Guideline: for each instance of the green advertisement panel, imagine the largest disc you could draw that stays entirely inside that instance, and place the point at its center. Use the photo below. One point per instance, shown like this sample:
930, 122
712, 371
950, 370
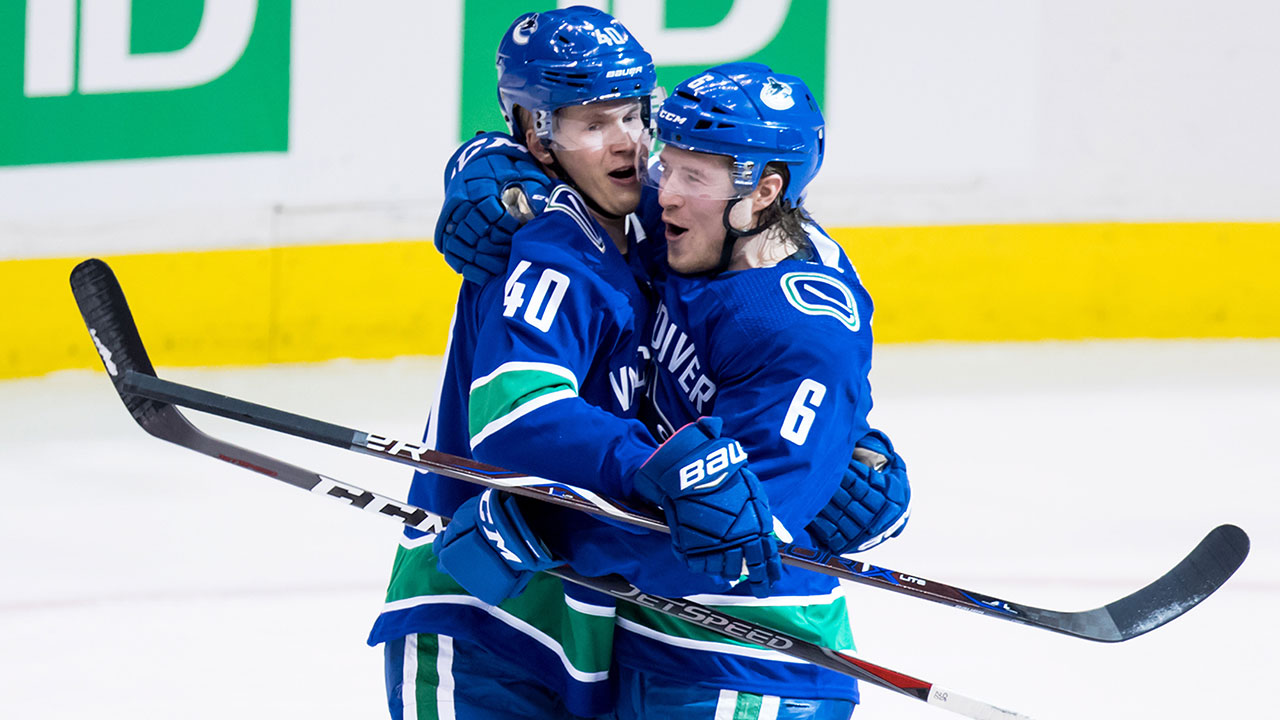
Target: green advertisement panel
789, 36
112, 80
--------------------------------
▸ ACTIVITY:
Give the complete material again, exactly as written. Do not include the pictures.

▸ OUTPUT OF THE TASK:
Guideline: for each instance of the green advertisement panel, imagine the largest disc you could draw that stays entirely inside that instance, and place the point at its center. Use the photo below. One point per instance, shown like this sample:
930, 122
712, 371
950, 370
Target: green advertisement panel
789, 36
112, 80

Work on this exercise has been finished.